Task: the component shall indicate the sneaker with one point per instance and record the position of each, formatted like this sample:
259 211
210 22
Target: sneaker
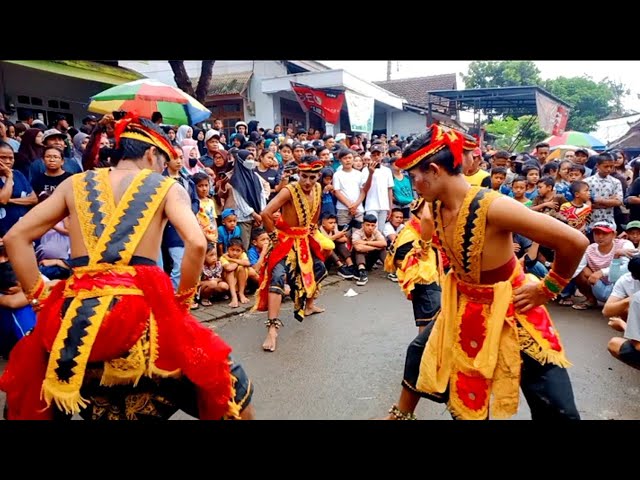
345 272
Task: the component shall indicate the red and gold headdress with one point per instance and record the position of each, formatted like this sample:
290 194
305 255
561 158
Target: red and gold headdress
143 130
440 138
313 167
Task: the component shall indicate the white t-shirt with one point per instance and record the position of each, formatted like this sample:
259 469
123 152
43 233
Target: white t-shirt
350 184
625 287
389 230
378 194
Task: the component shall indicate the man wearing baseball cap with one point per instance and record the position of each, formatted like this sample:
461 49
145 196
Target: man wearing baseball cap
473 173
212 143
632 229
593 277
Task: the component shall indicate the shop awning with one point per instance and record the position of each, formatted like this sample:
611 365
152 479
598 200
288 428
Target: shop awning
85 70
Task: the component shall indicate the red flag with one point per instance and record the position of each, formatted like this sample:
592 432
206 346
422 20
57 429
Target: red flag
560 121
324 102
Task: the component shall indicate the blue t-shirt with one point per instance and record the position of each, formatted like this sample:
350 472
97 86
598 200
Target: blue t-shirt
328 204
11 213
224 236
402 191
253 254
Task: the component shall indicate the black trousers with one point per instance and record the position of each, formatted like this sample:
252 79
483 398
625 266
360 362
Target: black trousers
546 388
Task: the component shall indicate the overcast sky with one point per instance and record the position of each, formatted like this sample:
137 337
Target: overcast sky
627 72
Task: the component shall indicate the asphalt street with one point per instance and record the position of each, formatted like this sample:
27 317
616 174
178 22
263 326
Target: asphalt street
347 363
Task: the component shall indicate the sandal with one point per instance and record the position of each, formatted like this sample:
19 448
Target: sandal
583 306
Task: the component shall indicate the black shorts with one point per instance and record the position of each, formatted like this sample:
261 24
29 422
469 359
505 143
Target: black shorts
426 300
151 399
412 365
629 355
282 274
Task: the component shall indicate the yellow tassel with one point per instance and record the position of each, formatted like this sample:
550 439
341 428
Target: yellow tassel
70 402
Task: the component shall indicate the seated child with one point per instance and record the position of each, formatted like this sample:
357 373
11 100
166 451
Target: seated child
498 177
235 264
576 172
228 230
257 253
341 254
207 213
518 190
211 282
577 213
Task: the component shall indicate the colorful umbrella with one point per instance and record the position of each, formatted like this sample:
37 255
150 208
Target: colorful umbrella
577 139
558 151
146 96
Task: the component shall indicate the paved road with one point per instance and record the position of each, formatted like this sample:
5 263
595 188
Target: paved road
348 362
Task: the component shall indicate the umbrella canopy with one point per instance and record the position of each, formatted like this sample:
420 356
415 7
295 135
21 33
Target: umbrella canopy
577 139
146 96
557 152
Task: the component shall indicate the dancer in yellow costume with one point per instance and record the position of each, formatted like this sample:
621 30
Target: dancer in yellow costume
297 252
113 341
493 334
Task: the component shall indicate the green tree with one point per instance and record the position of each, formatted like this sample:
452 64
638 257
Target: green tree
184 82
619 91
590 101
501 74
516 134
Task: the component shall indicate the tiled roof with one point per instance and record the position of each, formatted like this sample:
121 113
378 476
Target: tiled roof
227 84
414 90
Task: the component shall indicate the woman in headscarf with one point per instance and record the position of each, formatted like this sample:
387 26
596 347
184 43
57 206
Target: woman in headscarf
184 132
198 134
80 142
192 163
31 149
245 195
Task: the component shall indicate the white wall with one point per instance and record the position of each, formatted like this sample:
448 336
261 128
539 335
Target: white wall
19 80
267 106
406 123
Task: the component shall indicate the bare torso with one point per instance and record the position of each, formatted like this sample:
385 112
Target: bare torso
498 243
289 214
119 180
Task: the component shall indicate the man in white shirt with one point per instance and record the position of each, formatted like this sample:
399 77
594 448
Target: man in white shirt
617 304
350 188
380 196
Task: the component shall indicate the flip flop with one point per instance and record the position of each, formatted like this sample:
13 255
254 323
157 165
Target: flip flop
583 306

-=-=-

▶ **YOUR GOAL**:
Return, exactly as written, the "Task: the component shall indicate the flip" line and each line after it through the end of the listing above.

▶ **OUTPUT**:
Task: the component shall indicate the flip flop with one point per instance and record the position of each, formatted like this sample:
13 255
254 323
157 165
Target: flip flop
583 306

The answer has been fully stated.